> Text

>>>

File spoon-archives/marxism2.archive/marxism2_1996/96-04-08.195, message 167


Date: Sun, 7 Apr 1996 13:21:05 -0700 (PDT)
Subject: Re: MODERNISM?


Jukka, thanks for being more reasonable.

>....because I think Hegel didn't do much justice to earlier

>generations. I have in mind ancients at the moment,....

My views on "modernism" have no deliberate connection of any kind
with Hegel.  Because I have been writing a lot about Hegelianism
recently, you may think that my notions are derived from a reading
of Hegel.  But that's my point: one shouldn't assume such things.
My studies of certain topics are very recent affairs (though not
Blake), and I have derived my views from a combination of a very
general intellectual exposure in combination with my life
experience, and not primarily from reading the great books.

I believe I indicated there are problems with the notion of
self-consciousness.  I advocated self-consciousness but I also
ridiculed precious self-consciousness.  I have indicated that the
development of the human mind is a very modern phenomenon, but I
also suggested the opposite (hence my mention of Taoism, etc.)  I
don't mean to imply that nobody could become self-conscious of
anything before the modern era, but I do believe that
pre-industrial society places some limits on what can be thought,
and the bourgeois revolution as a social phenomenon was so
profound it shook up people's view of the world is a very
fundamental way.  The question of self-consciousness and how much
of it one can attain under any set of conditions remains a
profound question.   I am not suggesting everyone was a robot
before the industrial revolution (what an ironic statement), but
that the modern era unleashed new possibilities, if realized only
for a relatively few (but among them some people on the bottom as
well as the top).

<<<

> Prompt 1
List every person named in the message body.

> Extracted information
>>>

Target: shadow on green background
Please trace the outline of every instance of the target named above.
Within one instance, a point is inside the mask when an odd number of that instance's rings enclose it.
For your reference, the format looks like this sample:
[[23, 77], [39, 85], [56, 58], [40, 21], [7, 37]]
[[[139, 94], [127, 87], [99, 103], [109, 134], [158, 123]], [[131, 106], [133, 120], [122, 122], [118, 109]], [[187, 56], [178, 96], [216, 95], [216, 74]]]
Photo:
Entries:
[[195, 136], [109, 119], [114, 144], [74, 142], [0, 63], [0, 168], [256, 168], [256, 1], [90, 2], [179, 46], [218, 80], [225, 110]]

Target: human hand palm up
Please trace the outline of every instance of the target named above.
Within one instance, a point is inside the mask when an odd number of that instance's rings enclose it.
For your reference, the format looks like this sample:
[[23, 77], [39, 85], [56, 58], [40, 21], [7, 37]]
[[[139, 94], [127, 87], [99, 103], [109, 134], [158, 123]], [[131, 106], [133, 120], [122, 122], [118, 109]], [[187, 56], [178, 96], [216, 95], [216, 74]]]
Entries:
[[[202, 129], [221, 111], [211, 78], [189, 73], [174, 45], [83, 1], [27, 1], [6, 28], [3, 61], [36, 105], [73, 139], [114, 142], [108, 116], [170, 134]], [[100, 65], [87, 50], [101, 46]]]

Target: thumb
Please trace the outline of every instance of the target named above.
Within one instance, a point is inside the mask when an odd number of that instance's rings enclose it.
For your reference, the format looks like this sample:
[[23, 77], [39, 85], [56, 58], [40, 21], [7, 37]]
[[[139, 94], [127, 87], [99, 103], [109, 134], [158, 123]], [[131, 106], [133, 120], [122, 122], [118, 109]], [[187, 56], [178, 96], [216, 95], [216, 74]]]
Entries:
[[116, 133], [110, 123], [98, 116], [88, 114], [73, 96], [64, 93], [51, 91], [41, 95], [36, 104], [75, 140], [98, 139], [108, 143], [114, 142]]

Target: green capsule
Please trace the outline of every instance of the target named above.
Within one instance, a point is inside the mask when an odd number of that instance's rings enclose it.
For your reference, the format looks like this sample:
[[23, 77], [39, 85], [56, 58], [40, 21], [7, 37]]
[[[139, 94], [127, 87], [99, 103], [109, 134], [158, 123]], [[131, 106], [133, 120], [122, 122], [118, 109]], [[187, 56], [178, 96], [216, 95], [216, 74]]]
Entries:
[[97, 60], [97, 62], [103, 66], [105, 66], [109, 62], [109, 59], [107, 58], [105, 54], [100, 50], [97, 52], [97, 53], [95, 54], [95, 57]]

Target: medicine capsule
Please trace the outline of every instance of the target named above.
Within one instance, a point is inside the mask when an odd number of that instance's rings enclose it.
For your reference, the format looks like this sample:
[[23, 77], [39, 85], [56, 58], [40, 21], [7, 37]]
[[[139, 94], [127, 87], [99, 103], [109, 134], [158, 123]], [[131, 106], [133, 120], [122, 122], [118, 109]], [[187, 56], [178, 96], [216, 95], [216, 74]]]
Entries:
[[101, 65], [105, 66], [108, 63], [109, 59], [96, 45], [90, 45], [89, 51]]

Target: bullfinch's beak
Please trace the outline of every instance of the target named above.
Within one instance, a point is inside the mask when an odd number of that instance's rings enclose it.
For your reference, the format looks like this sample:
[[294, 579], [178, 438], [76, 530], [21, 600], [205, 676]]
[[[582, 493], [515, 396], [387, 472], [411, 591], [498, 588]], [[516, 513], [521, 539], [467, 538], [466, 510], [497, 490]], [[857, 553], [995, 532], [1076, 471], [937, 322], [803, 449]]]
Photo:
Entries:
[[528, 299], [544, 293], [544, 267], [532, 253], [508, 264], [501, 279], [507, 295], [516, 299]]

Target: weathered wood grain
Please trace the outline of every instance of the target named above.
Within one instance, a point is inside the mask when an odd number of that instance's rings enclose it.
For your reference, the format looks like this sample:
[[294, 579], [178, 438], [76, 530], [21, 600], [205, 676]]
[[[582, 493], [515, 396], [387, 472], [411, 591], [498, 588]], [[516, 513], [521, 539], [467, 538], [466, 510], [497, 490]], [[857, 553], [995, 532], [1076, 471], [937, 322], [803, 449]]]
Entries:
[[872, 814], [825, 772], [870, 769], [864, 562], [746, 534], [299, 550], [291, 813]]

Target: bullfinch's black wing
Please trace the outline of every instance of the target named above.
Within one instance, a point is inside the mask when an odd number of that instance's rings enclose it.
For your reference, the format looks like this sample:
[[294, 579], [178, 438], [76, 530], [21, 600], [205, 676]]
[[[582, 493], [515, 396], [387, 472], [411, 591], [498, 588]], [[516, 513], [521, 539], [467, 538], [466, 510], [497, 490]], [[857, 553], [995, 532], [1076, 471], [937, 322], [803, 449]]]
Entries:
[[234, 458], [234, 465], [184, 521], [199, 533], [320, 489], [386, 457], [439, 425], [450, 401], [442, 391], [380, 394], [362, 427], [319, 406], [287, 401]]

<<<
>>>

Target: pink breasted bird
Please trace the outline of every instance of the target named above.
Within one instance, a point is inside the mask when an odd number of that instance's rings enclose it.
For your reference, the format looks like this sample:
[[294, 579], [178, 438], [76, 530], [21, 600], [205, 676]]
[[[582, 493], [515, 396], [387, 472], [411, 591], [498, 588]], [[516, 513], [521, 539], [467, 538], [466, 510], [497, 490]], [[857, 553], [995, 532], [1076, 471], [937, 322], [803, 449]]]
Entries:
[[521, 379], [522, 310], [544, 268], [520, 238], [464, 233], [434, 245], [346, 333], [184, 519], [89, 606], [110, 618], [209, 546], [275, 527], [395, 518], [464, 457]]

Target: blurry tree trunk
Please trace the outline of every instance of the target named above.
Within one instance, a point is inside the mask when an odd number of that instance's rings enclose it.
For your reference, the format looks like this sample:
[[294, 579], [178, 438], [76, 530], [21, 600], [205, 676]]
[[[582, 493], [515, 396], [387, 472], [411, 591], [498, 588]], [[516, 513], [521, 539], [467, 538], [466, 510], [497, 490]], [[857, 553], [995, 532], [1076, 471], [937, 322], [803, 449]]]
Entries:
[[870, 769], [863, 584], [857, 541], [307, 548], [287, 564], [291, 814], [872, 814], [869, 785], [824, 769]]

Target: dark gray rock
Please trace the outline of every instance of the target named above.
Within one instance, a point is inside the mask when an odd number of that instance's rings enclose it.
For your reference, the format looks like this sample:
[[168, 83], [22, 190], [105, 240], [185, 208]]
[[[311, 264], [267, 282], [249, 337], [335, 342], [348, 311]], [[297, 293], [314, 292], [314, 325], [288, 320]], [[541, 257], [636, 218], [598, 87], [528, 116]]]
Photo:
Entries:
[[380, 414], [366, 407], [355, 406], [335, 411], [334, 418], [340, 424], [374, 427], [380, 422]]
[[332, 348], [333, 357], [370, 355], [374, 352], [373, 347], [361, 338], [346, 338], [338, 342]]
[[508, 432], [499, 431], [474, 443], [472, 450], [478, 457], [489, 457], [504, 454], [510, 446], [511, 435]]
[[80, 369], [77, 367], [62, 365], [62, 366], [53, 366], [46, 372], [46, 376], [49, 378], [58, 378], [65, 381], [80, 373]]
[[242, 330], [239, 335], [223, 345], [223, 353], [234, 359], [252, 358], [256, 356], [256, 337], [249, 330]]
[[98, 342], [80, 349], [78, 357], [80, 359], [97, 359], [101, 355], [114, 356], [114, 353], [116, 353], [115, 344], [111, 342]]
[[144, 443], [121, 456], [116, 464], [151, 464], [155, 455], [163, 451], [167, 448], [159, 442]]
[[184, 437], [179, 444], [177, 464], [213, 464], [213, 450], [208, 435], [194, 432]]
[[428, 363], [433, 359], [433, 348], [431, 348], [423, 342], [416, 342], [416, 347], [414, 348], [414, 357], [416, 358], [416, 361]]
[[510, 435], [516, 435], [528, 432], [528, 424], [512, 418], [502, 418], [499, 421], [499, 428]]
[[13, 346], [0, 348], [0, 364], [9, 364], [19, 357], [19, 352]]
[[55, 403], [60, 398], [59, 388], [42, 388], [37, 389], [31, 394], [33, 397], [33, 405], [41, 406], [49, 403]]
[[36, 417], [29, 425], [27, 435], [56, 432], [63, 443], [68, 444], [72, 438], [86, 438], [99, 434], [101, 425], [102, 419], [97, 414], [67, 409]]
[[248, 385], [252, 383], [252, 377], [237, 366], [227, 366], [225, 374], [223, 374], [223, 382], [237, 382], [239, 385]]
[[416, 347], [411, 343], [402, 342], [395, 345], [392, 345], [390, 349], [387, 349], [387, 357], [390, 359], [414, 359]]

<<<
>>>

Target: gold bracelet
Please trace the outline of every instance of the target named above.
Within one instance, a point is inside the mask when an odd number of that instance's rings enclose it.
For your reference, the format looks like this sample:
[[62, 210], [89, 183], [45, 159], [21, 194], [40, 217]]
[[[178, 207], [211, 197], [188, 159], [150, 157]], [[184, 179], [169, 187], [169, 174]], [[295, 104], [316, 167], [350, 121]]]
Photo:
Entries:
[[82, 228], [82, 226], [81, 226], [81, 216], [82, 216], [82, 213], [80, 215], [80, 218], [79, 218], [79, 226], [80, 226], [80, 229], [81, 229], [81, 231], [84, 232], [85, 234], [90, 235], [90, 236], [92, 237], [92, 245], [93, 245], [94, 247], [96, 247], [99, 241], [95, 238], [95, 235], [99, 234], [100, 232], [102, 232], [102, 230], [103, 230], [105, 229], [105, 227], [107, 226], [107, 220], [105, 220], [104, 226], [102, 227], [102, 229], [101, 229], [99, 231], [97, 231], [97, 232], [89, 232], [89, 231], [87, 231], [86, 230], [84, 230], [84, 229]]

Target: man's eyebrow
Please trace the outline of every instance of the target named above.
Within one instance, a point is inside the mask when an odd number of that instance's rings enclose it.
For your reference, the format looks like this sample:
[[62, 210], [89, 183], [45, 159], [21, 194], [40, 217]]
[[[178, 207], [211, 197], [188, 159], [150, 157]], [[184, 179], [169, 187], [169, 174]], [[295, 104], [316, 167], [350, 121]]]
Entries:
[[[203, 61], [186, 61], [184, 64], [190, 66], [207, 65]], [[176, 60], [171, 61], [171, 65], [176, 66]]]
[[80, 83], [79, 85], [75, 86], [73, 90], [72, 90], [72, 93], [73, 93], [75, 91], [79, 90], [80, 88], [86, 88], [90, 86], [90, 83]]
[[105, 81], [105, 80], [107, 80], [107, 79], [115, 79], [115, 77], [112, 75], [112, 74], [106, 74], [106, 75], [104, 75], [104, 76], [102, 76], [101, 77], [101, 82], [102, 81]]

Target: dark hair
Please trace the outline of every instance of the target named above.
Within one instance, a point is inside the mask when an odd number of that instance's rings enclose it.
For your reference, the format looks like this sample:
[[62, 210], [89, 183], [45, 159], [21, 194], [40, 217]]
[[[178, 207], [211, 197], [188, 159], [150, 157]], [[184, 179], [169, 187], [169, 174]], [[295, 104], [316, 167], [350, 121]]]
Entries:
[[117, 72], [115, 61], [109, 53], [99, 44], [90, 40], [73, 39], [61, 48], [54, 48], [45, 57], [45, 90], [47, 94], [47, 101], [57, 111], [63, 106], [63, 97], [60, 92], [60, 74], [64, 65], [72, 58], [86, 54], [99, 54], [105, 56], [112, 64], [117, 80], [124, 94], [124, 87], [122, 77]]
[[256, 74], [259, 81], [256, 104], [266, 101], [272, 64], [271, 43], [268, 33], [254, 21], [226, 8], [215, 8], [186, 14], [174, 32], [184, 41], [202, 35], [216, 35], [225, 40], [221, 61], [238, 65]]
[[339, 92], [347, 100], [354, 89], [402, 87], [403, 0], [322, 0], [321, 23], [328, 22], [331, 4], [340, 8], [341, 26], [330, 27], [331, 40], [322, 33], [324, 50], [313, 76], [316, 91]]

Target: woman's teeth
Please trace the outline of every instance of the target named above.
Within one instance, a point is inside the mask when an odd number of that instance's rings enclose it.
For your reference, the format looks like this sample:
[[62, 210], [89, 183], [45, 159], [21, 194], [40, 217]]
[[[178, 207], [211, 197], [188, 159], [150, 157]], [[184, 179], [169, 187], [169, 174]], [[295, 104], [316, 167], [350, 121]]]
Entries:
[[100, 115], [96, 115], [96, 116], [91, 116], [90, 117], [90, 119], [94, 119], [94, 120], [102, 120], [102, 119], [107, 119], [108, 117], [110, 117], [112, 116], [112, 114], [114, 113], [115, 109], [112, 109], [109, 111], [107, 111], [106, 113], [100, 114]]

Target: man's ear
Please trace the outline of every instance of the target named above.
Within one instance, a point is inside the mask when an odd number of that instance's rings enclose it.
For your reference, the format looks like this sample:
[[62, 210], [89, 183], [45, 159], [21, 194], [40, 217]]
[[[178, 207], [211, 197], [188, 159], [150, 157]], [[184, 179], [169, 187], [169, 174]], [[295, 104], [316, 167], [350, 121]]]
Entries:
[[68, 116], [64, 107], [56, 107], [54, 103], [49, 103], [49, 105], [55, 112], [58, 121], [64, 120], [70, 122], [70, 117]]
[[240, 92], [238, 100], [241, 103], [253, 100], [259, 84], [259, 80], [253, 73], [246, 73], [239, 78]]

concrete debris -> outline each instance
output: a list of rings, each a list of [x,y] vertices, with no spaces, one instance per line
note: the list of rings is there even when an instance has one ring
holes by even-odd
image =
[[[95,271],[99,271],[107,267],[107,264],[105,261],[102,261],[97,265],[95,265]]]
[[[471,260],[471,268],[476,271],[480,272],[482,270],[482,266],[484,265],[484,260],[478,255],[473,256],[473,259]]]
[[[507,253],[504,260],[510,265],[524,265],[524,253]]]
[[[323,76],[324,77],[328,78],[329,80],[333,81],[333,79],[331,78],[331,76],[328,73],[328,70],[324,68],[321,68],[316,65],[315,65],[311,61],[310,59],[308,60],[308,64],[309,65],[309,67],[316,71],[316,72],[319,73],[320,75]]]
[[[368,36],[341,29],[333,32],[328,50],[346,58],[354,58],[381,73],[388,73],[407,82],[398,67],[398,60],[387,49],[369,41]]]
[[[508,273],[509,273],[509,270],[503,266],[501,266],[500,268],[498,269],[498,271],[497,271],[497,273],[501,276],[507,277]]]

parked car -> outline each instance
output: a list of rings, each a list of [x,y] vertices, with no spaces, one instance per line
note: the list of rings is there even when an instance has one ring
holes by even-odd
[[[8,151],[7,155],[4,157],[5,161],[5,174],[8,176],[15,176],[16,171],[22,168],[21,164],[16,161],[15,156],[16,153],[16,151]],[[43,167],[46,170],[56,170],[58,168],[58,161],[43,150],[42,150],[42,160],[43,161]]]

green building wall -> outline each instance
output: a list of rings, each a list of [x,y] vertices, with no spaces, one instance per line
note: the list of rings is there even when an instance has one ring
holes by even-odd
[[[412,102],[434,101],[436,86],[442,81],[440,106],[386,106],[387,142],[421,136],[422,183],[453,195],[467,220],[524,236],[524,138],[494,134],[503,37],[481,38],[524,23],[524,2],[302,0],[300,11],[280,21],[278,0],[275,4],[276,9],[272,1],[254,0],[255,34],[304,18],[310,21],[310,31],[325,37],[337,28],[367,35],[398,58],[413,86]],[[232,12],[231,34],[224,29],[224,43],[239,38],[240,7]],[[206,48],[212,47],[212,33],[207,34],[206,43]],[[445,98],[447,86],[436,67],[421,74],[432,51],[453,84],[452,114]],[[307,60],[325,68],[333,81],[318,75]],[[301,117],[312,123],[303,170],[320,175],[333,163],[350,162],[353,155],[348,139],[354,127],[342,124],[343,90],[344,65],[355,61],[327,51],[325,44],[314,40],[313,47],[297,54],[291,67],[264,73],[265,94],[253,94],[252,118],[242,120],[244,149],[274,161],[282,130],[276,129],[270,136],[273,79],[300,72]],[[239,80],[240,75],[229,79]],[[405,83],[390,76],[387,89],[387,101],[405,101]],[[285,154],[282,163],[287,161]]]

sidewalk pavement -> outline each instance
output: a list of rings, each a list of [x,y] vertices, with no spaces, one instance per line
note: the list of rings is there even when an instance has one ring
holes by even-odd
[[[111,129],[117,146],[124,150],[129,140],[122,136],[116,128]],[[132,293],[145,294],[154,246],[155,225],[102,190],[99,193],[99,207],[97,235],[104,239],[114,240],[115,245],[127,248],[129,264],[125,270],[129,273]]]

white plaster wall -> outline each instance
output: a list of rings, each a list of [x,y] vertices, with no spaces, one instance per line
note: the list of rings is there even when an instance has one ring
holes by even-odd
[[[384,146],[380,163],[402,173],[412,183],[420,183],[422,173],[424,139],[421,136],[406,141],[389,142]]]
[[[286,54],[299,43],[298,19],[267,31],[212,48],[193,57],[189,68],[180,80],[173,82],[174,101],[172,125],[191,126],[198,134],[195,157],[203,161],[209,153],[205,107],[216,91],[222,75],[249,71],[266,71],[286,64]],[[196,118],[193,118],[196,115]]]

<<<

> Prompt 2
In the listing, rewrite the stretch from the line containing "Target: woman's teeth" through the line containing "113], [100, 114]]", replacing "outline" with "contour" and leaving everything else unchanged.

> Exercise solution 1
Jukka, Hegel, Blake

> Exercise solution 2
Target: woman's teeth
Please trace the contour of every instance of the target named above.
Within one instance, a point is inside the mask when an odd number of that instance's rings enclose it.
For your reference, the format looks like this sample:
[[62, 210], [89, 183], [45, 159], [21, 194], [40, 217]]
[[[178, 207], [211, 197], [188, 159], [150, 157]], [[184, 179], [169, 187], [169, 174]], [[295, 104], [316, 167], [350, 121]]]
Entries:
[[100, 115], [96, 115], [96, 116], [91, 116], [90, 117], [90, 119], [94, 119], [94, 120], [102, 120], [102, 119], [107, 119], [108, 117], [110, 117], [112, 116], [112, 114], [114, 113], [115, 109], [112, 109], [109, 111], [107, 111], [106, 113], [100, 114]]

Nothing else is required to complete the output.